*Extract provided*.
────────────────────
Today people analytics is much more intuitive and predictive. The process involves the below-mentioned steps:

Data that matters

Find the data that is relevant to your business goals and set key performance indicators (KPIs) accordingly. This saves resources by only investigating areas which need direct monitoring, like operational tasks within the people management spectrum.

Digging data that adds no strategic value would be a waste of time. Identifying the focus areas helps in applying the right statistics, data mining, survey management, machine learning, and strategic workforce management tools.

Experiment, enrich

In a fragmented market, choosing a people analytics tool requires exploring the market, experimenting with available options, and analyzing which option would best enrich the organization. Platforms that offer a broad range of features often require manual manipulation to access important data. Such aspects can only be tested through systematic experimentation.

Action plan

Create an action plan after you know the goal, relevant data and available options (based on pros vs. cons analysis). Apply big data and predictive analytics to organizational capabilities, talent management, and leadership development. Having a plan ready also helps in garnering more stakeholder support.

Avoid loopholes

Ensure maintaining legal compliance in the collection of all data. Before starting an analytics project, get a legal team to validate the data sourcing techniques and processes. After treating the raw data as well, the results need to be approved before they are applied or published. It is prudent to keep abreast of the changes in data protection and privacy laws and double-check on legal compliance.

Leaner systems

The strategy that the processes must adhere to must be simple and lean. It should allow for easy application, readability, and updating. This will help avoid confusion about the flow of steps involved, repetition of sub-processes, or time wastage while still leaving room for tweaks where needed.

When you have the right team possessing relevant skill-sets, it is simpler to streamline the whole process and apply quality controls.

Fact-based HR business strategy

A realistic and measurable HR business strategy reduces functional silos and can align talent to business seamlessly. Set clear KPIs and ROI expectations from your people analytics endeavors to ensure the impact is measured often and with transparency.

Tech support

Processes like people analytics often have a bulk of analytical data to be treated with the least room for error. The latest HR tech tools make real-time data easily accessible and today agility and real-time intelligence can surely set you apart from the competition.

Choosing the right tools

Choosing the right people analytics tools may seem a rather daunting task. Follow this 3 leveled need-based check for making the right decision.

Level 1

Use a basic dashboard, when starting with people analytics, to capture, aggregate, and visualize data. Tableau, Power BI, Qlik, and such other tools allow ease use and of data access. Focus on keeping your people analytics system as simple as possible in Level 1.
────────────────────
*Given records*.
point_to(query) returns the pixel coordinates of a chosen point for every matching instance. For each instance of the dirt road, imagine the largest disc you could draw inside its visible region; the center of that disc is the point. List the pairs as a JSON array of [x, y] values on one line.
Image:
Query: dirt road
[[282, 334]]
────────────────────
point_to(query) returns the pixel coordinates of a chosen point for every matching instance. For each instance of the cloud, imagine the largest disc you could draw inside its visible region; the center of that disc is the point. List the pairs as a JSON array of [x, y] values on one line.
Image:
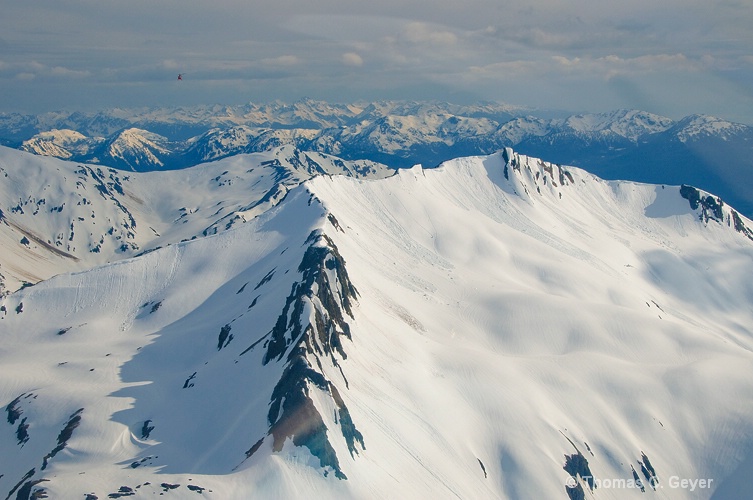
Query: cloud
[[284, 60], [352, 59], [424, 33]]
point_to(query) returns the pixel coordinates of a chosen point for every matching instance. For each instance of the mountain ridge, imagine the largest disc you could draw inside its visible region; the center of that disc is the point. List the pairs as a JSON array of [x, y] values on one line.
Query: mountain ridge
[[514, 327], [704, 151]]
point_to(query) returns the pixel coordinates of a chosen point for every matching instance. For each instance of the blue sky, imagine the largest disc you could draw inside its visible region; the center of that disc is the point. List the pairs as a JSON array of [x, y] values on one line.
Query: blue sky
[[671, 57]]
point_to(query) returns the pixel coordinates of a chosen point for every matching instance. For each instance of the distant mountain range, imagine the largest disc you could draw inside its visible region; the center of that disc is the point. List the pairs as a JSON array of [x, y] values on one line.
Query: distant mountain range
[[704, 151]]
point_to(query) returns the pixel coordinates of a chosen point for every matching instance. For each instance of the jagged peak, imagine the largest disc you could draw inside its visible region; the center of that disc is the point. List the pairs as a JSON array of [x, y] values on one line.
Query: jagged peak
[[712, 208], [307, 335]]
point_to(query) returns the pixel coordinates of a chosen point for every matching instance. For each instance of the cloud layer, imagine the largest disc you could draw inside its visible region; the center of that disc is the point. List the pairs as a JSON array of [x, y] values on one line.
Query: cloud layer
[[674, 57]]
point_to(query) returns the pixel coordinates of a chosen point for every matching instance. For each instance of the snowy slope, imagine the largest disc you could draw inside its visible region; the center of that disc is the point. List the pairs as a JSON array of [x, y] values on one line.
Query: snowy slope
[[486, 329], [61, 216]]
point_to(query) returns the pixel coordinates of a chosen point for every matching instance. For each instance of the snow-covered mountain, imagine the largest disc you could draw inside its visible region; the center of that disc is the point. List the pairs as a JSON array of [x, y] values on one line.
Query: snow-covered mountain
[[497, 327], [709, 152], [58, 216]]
────────────────────
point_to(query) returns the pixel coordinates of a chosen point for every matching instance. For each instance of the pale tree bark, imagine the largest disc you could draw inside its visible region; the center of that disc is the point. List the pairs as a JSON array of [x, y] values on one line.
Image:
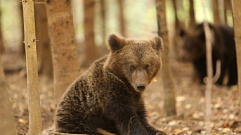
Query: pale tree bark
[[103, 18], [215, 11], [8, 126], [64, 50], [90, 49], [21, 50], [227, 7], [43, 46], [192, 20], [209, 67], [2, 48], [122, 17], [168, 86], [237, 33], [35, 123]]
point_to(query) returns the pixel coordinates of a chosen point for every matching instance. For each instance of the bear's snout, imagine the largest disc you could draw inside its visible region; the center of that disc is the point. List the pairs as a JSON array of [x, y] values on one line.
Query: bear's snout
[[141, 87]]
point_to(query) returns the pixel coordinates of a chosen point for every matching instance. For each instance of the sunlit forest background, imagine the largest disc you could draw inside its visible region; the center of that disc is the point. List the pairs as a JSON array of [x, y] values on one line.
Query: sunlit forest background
────────────────────
*Requirement A*.
Decide whether each of the statements below agrees with the people analytics text, answering yes or no and quoting the deciding words of that text exactly.
(i) A legal team should validate the data sourcing techniques before an analytics project starts.
(ii) Platforms offering a broad range of features never need manual manipulation to access important data.
(iii) Having a plan ready helps win stakeholder support.
*Requirement B*. In the people analytics text, what two qualities must the strategy that the processes adhere to have?
*Requirement C*. Pick up the people analytics text from its final sentence and continue writing it.

*Final result A*.
(i) Yes: "Before starting an analytics project, get a legal team to validate the data sourcing techniques and processes."
(ii) No: "Platforms that offer a broad range of features often require manual manipulation to access important data."
(iii) Yes: "Having a plan ready also helps in garnering more stakeholder support."

*Final result B*. It must be simple and lean.

*Final result C*.
Level 2

With a steady inflow of relevant data, the need for basic insights to analyze and make stronger decisions arises. Excel, SPPS, and other statistical tools are effective but tools like Visier offer holistic analytics solutions apart from social-media style interfaces and quirky visual aids.

Level 3

When your organization requires not only to analyze data but also to make intuitive predictions, Python or RStudio can be of help. These tools help in studying behavior to predict the next course of action. Also, they provide advanced analyses for large quantities of data and make connections with behavior and decision patterns that might have missed your eye.

In conclusion, there are 3 things that should be your focus while implementing a people analytics function – availability of quality data, data security, and data privacy. Though data about people has long been available, the transition of people analytics to a more structured approach has been a challenge recently undertaken. The main challenge with using a data-driven decision-making approach is that it is important to compare employees and performance on a level playing field which proves hard to do. Here comes the need to adjust for context. In other words, it would mean considering factors that may not be obvious or present in the data. For instance, while comparing performance for similar jobs, environmental factors like working conditions, managers, etc. outside the data must be considered.

Data-driven decisions within the People Analytics space may sometimes create tensions since people favor human judgment over algorithmic judgment. But data-driven decision-making removes bias in a level playing field, given the data is accurate. Further, the availability of data offers the organization with new innovations and insights.

The end goal for an organization is to embed people analytics in its business decisions. For this, the data must be reliable, consistent, and secure, however, it need not be perfect. HR must identify people problems that impact the business and can be eliminated altogether. The HR and the Business Partners should work collaboratively to identify opportunities, form deep partnerships, and advance organizational maturity.